* Passage provided:
━━━━━━━━━━━━━━━━━━━━
Waste Compaction Unit and Method

Abstract

This invention relates to a unit (1) for compacting waste prior to disposal. The invention provides A waste compaction unit (1) for fitting into a housing comprising a lid (3) and an interior (4) for collecting waste, the compaction unit (1) comprising a plunger (7) comprising bellows housable in said lid (3); a pump connectable to the plunger (7); and a compaction tube (6) arrangeable to partially extend into the bin interior (4) wherein the pump is arranged in operation to inflate the bellows to extend the plunger (7) axially along the compactor tube towards the interior (4) such that any waste collected therein is compacted.

Description

This invention relates to a unit for compacting waste prior to disposal. The unit is particularly useful but not limited to use in a domestic environment, for example in the home or in hotels and catering establishments.

Disposal of domestic waste is becoming more difficult in today's society, as more and more waste is produced, and the capacity of existing landfill sites is rapidly exhausted. Present methods of disposal of domestic waste are extremely inefficient due to the fact that the waste generally takes up so much volume in comparison to its weight. In general domestic waste is transported by waste disposal vehicles which carry between 10% and 20% of their potential capacity by weight, the total capacity being limited by the volume of the waste material. Some waste compaction is carried out by these waste disposal vehicles. In general the waste is subjected to compression during the journey, although due to the fact that most materials exhibit ‘shape memory’, once the waste material is emptied from the vehicle some expansion takes place and the waste material returns towards its original shape and therefore volume. Therefore landfill sites are filled up more quickly by this large volume waste than is strictly necessary.

Waste processing systems are known which crush or pulverise waste prior to disposal. However, such systems are generally large and cumbersome and use a large amount of power to achieve the desired result. Use of excessive energy is contrary to the objective of providing a more environmentally friendly waste disposal system.

Known waste compacting systems intended for use in the such as that described in U.S. Pat. No. 3,736,863 suffer from a number of drawbacks. If waste is compressed inside a bin liner, then the liner will tend to snag and tear against the compression member. Furthermore, the compressing apparatus will tend tilt and to compress unevenly due to different type of waste being present in the apparatus. If there is no locking mechanism then the apparatus can be unsafe. If an electrical locking mechanism is used it can be prone to failure, and will not necessarily be fail-safe.

The present invention seeks to alleviate such problems.

According to the invention there is provided a waste compaction unit for fitting into a housing comprising a lid and an interior for collecting waste, the compaction unit comprising

• • a plunger comprising bellows housable in said lid;
  • a pump connectable to the plunger;
  • and
  • a compaction tube arrangeable to partially extend into the bin interior
    wherein the pump is arranged in operation to inflate the bellows to extend the plunger axially along the compactor tube towards the interior such that any waste collected therein is compacted.
━━━━━━━━━━━━━━━━━━━━
* Jobs:
1. Count the lines in the records that contain the string "sign", and give only that number.
2. Write what follows the last sentence of the waste compaction unit description.
The records that come next have no connection to the text.

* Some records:
━━━━━━━━━━━━━━━━━━━━
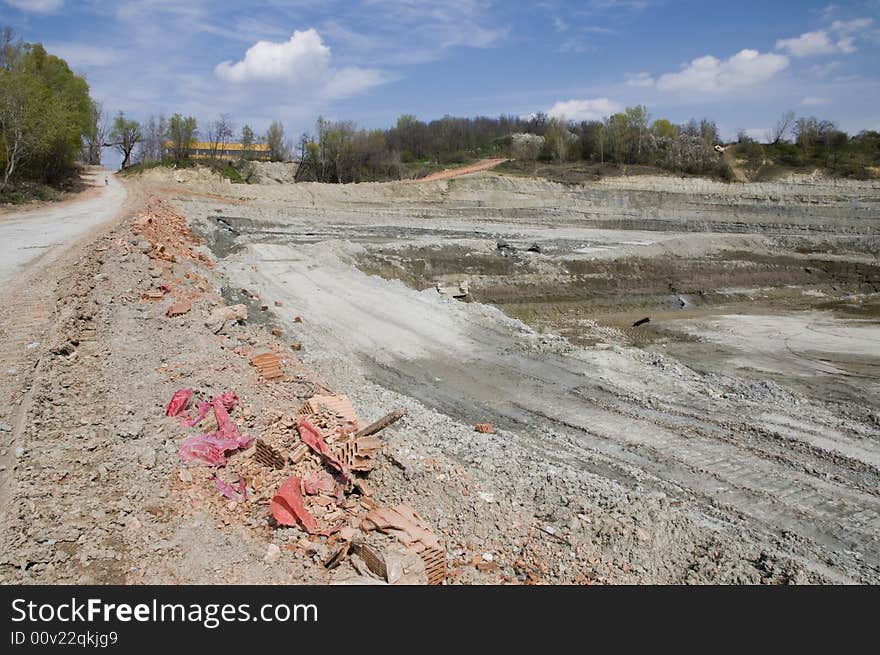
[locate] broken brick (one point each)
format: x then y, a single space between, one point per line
179 308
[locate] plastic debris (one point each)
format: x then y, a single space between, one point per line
203 409
179 401
210 449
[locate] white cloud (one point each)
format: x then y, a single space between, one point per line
757 133
850 26
847 45
808 44
639 79
296 60
37 6
823 70
584 110
815 101
710 74
82 54
302 60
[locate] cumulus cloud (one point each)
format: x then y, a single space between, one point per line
83 54
808 44
584 110
37 6
639 79
850 26
840 37
302 60
296 60
710 74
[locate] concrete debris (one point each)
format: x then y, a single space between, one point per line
273 554
268 456
402 522
269 365
236 491
389 419
153 294
222 317
461 290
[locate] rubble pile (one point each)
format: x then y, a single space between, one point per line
308 472
303 470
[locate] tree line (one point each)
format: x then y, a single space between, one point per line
45 112
48 122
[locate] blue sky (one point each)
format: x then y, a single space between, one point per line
742 63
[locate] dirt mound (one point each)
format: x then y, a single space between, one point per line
275 172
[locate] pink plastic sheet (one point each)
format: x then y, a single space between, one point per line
179 401
210 449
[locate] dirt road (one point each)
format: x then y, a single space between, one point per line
40 234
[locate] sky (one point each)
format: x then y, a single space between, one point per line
740 63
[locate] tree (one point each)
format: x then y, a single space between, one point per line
45 111
125 135
248 140
155 133
220 133
278 148
783 125
18 132
664 129
557 139
96 135
181 134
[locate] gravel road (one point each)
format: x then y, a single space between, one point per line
40 234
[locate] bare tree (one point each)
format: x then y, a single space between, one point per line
220 133
154 145
96 136
126 135
783 125
278 147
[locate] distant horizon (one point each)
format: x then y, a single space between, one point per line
373 60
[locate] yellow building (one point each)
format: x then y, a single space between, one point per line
207 150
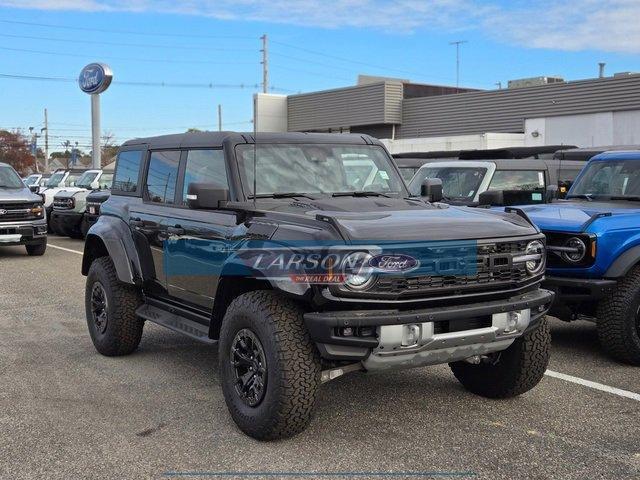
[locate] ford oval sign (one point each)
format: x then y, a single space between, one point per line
95 78
393 263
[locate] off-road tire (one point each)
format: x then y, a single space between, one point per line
617 318
37 249
124 328
293 365
517 370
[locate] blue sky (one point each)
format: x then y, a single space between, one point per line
313 45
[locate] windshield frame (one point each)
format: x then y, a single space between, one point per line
246 189
573 191
19 184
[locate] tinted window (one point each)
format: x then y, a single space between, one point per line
204 166
127 171
163 176
517 180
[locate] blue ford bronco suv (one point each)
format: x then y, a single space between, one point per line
593 251
303 257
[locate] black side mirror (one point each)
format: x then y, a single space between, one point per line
432 188
551 193
491 197
206 196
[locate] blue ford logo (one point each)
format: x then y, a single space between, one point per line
394 263
95 78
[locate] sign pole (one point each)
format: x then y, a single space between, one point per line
95 131
94 79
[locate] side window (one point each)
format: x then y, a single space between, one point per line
162 177
127 171
517 180
204 166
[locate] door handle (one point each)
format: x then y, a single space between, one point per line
175 230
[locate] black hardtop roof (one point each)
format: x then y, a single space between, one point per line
216 139
587 152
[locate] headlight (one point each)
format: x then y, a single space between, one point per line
575 250
358 273
535 257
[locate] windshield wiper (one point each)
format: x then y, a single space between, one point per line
363 193
282 195
631 198
588 196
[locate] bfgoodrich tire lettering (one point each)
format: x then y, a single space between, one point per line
293 365
619 320
123 330
516 370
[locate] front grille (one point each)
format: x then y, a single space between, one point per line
493 270
11 212
63 204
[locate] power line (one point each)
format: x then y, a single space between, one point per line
126 32
146 84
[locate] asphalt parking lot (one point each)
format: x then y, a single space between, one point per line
67 412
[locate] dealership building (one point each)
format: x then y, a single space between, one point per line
417 117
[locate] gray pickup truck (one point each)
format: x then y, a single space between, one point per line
22 215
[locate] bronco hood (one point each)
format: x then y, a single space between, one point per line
391 219
571 216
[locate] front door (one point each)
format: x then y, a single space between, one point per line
196 248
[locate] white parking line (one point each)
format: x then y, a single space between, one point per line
594 385
65 249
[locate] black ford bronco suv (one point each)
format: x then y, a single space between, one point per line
324 270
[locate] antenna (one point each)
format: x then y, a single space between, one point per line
457 43
255 148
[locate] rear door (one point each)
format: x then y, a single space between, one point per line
196 247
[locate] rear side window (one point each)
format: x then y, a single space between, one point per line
517 180
162 177
127 171
204 166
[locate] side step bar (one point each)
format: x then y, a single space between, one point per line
176 323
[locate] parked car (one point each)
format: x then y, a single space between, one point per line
22 215
306 279
94 201
593 262
69 205
59 180
464 181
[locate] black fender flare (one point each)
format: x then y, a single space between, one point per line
112 236
625 262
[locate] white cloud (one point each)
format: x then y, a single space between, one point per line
608 25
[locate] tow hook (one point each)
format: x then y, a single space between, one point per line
333 373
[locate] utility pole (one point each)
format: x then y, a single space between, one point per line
265 64
46 141
457 43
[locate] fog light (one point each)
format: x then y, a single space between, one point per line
512 321
346 332
410 335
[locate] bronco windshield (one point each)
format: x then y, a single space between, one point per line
321 169
457 182
610 178
9 178
55 179
86 179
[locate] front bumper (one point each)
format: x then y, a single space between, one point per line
578 290
23 233
439 343
66 221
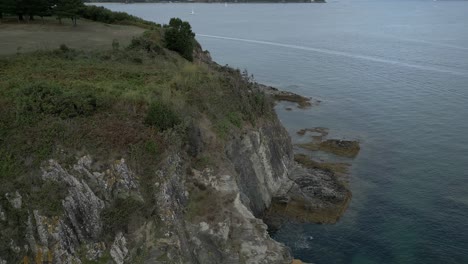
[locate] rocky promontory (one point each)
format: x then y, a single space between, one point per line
138 155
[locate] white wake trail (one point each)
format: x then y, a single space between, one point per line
341 53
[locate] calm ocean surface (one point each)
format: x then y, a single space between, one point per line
392 74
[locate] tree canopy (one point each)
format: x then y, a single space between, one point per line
179 37
60 8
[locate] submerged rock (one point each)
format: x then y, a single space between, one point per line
315 196
279 95
340 147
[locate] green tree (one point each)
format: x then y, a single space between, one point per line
179 37
68 9
7 7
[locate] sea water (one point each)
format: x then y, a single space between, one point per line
391 74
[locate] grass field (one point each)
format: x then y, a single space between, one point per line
25 37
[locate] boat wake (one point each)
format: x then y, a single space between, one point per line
343 54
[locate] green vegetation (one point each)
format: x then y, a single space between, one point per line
161 116
133 102
179 37
72 9
104 15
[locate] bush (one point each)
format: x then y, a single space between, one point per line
53 100
161 116
180 38
101 14
146 43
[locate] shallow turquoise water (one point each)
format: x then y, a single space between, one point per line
392 74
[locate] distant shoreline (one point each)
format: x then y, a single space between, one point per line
217 2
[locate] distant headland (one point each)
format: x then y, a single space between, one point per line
204 1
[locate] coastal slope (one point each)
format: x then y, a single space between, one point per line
136 155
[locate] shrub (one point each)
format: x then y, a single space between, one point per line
101 14
180 38
161 116
146 43
52 100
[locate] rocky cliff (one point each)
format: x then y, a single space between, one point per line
156 160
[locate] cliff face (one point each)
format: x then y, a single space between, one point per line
199 216
138 156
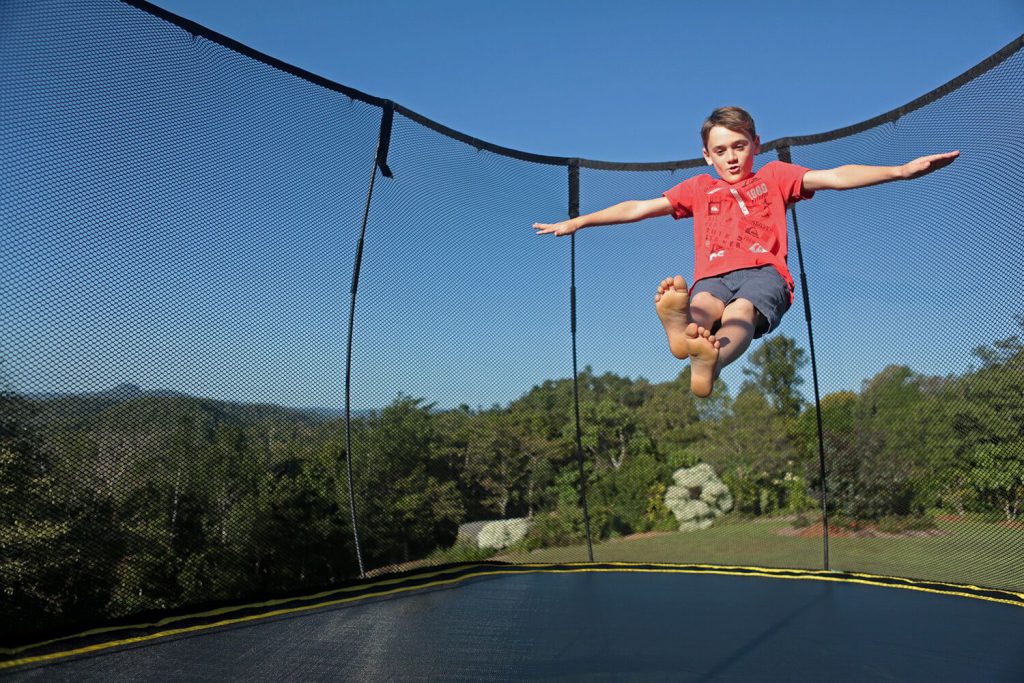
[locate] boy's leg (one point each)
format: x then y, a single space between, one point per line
736 333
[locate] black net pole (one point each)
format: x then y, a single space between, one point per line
783 155
380 162
573 213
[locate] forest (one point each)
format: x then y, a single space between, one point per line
126 502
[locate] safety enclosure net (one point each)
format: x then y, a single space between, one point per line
263 333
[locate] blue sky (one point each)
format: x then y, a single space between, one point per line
624 81
231 296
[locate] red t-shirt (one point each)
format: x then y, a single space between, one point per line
740 225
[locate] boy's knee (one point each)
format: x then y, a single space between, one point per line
706 309
739 309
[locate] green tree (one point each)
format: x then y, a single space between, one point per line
774 369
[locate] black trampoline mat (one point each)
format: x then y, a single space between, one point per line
587 626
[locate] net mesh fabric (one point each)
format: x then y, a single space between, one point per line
180 218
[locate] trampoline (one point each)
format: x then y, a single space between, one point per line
586 622
183 213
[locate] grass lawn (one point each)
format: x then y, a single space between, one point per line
978 553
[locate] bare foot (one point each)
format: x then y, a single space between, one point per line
702 348
673 304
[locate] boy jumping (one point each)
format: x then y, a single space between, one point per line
741 284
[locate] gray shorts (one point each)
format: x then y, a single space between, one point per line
762 286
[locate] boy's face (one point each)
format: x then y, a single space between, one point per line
731 154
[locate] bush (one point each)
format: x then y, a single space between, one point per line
562 527
462 551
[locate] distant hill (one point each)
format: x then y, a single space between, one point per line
130 406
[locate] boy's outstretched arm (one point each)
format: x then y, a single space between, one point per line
849 177
624 212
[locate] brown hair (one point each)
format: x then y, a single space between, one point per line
733 118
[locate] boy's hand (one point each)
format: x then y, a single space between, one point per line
564 227
925 165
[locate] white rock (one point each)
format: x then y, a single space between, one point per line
502 532
697 498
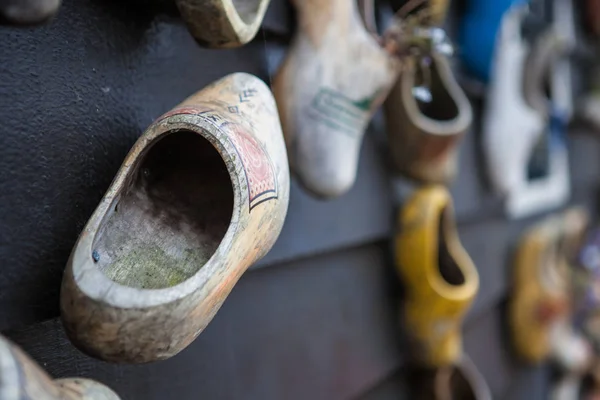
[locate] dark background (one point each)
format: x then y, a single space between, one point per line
316 319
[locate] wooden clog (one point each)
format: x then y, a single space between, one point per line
223 23
334 77
22 379
424 136
520 122
201 196
27 12
439 277
540 300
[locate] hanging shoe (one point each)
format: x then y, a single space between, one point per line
334 77
201 196
424 133
21 378
223 23
541 298
27 12
438 274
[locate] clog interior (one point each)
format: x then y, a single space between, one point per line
448 267
444 107
170 218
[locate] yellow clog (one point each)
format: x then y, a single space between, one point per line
440 278
541 293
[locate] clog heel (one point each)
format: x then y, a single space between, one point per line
333 79
21 378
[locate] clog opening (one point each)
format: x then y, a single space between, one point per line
247 9
171 216
448 267
442 106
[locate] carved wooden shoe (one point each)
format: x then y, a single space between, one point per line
27 12
461 381
201 196
511 126
21 378
438 274
424 136
223 23
327 89
541 294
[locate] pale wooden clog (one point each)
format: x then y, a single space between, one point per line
540 302
27 12
334 77
440 278
21 378
423 136
223 23
201 196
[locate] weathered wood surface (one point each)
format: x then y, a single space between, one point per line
258 346
223 23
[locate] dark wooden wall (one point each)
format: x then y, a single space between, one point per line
316 319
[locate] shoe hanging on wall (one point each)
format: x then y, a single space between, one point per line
201 196
462 381
223 23
524 131
21 378
438 274
539 308
27 12
335 76
427 113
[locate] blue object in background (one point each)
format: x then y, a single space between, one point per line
477 36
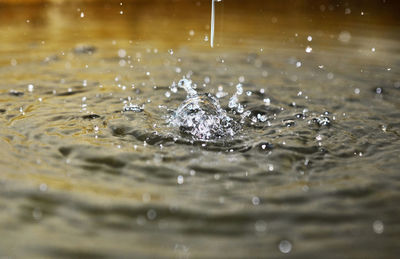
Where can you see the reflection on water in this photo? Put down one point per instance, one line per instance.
(90, 166)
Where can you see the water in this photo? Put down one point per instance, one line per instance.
(91, 166)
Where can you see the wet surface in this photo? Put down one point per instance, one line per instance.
(91, 166)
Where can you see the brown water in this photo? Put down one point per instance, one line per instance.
(80, 178)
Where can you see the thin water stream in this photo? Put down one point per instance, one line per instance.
(102, 154)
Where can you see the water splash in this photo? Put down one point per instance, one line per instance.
(201, 116)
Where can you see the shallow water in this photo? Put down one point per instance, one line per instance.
(82, 178)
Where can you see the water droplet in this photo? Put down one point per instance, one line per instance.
(121, 53)
(43, 187)
(180, 179)
(378, 227)
(344, 36)
(151, 214)
(255, 200)
(30, 87)
(260, 226)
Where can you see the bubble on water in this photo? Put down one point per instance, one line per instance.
(285, 246)
(378, 227)
(180, 179)
(344, 36)
(255, 200)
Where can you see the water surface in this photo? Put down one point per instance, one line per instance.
(312, 171)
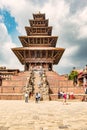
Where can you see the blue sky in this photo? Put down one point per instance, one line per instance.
(69, 21)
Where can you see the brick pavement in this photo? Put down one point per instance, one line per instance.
(46, 115)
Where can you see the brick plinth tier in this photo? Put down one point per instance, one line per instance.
(38, 54)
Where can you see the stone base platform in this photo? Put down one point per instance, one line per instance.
(52, 115)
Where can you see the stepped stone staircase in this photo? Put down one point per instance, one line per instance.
(61, 83)
(13, 88)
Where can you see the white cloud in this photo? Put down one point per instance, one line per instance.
(79, 19)
(8, 58)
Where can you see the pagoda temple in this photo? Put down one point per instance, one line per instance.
(38, 54)
(38, 49)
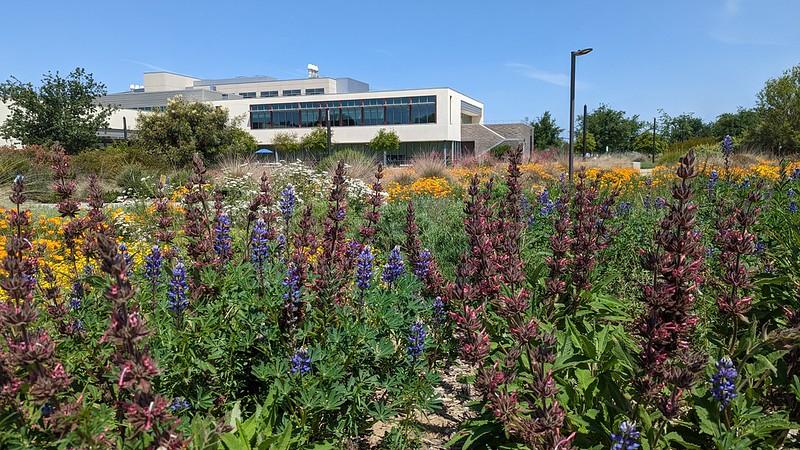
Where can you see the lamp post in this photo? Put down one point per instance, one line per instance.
(573, 54)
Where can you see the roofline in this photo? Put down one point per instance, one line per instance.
(172, 73)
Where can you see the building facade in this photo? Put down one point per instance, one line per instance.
(429, 120)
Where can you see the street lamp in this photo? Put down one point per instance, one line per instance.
(573, 54)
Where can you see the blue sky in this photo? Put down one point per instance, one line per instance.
(701, 56)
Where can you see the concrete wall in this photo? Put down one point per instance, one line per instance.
(166, 81)
(446, 128)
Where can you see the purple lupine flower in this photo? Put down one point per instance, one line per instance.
(546, 204)
(76, 295)
(287, 203)
(176, 294)
(222, 238)
(713, 178)
(439, 314)
(627, 438)
(152, 265)
(745, 184)
(423, 265)
(292, 283)
(727, 145)
(123, 250)
(364, 268)
(723, 387)
(394, 266)
(416, 340)
(300, 362)
(179, 404)
(259, 245)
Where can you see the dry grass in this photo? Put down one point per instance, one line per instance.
(429, 165)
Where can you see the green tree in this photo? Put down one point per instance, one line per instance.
(683, 127)
(385, 141)
(734, 124)
(611, 128)
(644, 143)
(778, 110)
(285, 142)
(61, 109)
(184, 128)
(316, 141)
(591, 143)
(547, 133)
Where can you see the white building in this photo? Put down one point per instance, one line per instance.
(440, 120)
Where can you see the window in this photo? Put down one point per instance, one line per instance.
(373, 115)
(345, 113)
(423, 113)
(397, 114)
(310, 117)
(260, 120)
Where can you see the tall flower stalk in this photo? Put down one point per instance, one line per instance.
(29, 369)
(137, 403)
(670, 365)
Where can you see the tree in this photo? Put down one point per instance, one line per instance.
(683, 127)
(644, 144)
(547, 133)
(61, 109)
(184, 128)
(778, 111)
(316, 141)
(734, 124)
(611, 128)
(385, 141)
(285, 142)
(591, 143)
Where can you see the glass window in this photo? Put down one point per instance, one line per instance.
(351, 117)
(423, 113)
(285, 119)
(373, 115)
(397, 114)
(310, 117)
(259, 120)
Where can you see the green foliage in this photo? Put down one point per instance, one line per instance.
(547, 133)
(107, 162)
(644, 143)
(185, 128)
(61, 109)
(385, 141)
(315, 141)
(683, 127)
(591, 143)
(778, 127)
(734, 124)
(612, 128)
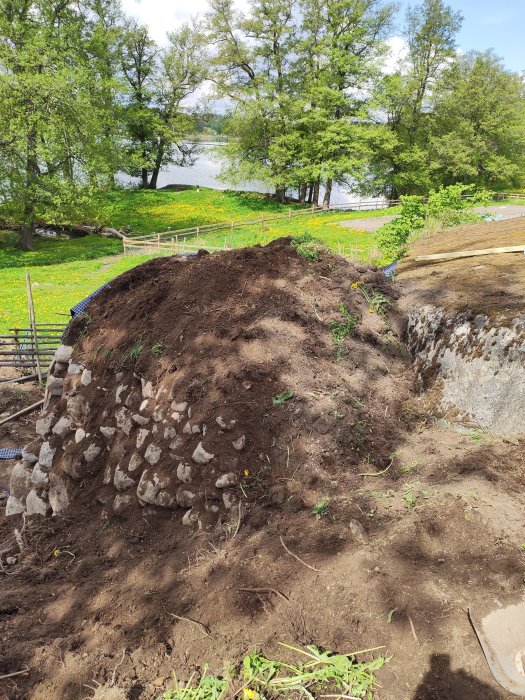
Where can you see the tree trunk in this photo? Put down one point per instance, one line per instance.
(310, 194)
(327, 193)
(302, 193)
(315, 197)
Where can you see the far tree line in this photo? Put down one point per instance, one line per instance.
(308, 97)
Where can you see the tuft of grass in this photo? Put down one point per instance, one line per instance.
(262, 678)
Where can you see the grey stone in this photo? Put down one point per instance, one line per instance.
(239, 443)
(38, 476)
(134, 462)
(14, 506)
(152, 454)
(85, 379)
(122, 504)
(35, 505)
(78, 408)
(107, 432)
(227, 480)
(141, 437)
(123, 419)
(121, 480)
(184, 472)
(46, 455)
(147, 389)
(185, 497)
(20, 481)
(91, 453)
(80, 434)
(62, 427)
(44, 424)
(225, 425)
(200, 456)
(63, 353)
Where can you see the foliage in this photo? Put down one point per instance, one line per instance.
(447, 206)
(266, 679)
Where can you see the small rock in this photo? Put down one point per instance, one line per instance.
(134, 462)
(225, 425)
(358, 531)
(239, 443)
(85, 379)
(62, 427)
(46, 455)
(107, 432)
(152, 454)
(226, 480)
(141, 437)
(80, 434)
(63, 353)
(184, 472)
(91, 453)
(200, 456)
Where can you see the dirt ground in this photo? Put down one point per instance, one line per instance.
(441, 529)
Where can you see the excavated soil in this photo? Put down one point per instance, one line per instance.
(421, 521)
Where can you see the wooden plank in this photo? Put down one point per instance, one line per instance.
(470, 253)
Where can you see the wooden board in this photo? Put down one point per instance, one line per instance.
(470, 253)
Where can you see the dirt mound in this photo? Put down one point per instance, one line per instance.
(191, 379)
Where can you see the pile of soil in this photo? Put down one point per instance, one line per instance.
(391, 515)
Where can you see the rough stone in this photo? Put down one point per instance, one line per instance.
(45, 423)
(239, 443)
(226, 480)
(200, 456)
(121, 480)
(184, 472)
(108, 432)
(38, 476)
(141, 437)
(78, 408)
(122, 504)
(152, 454)
(35, 504)
(46, 455)
(225, 425)
(20, 482)
(123, 419)
(80, 434)
(91, 453)
(85, 379)
(62, 427)
(14, 506)
(63, 353)
(134, 462)
(185, 498)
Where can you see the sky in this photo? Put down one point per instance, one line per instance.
(487, 24)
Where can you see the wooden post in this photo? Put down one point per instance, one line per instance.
(33, 324)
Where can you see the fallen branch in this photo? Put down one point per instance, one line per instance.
(298, 558)
(22, 412)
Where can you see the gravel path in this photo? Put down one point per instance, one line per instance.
(501, 213)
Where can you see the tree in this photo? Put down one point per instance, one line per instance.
(478, 130)
(159, 83)
(53, 147)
━━━━━━━━━━━━━━━━━━━━
* Answer list:
1. 2

2.
The invention will now be described, by way of example only, with reference to the accompanying drawings, in which:

FIG. 1 illustrates a partially cut away three dimensional view of a waste compaction unit in accordance with the present invention;

FIG. 2 illustrates part of a compactor tube assembly;

FIG. 3 illustrates a pair of locking rings;

FIG. 4 illustrates a compactor tube;

FIG. 5 illustrates a pair of locking rings attached to an outer bin;

FIGS. 6a to 6e show various parts of a plunger assembly;

FIG. 7 illustrates deflated bellows;

FIG. 8 is a close up partial cross section of part of a waste compaction unit;

FIG. 9 illustrates a topside view of a lid moulding;

FIG. 10 illustrates locking pistons housed in the lid moulding of FIG. 9;

FIGS. 11a and 11b illustrates parts of a locking mechanism;

FIGS. 12a and 12b illustrate a piston detail;

FIGS. 13a and 13b illustrate a locking hook detail;

FIG. 14 is a perspective cross section of part of the bottom of a waste compaction unit;

FIG. 15 is a close up view of a hinge detail; and

FIGS. 16a to 16c illustrates bellows in partially and fully extended configurations.

FIG. 1 illustrates a partially cut away three dimensional view of a waste compaction unit 1 in accordance with the present invention. A conventional flip top bin assembly has a hinged lid 3, an outer bin 2 and an inner bin 4. The compaction unit 1 comprises a pump assembly 5, a compactor tube assembly 6 and a plunger assembly 7.

A pump housed in the pump assembly 5 is used to activate a plunger, which comprises bellows, housed in the plunger assembly 7. The plunger travels axially inside the compactor tube assembly 6 and compresses any waste in the unit.

Referring to FIGS. 2 to 5 the compactor tube assembly will now be described in more detail.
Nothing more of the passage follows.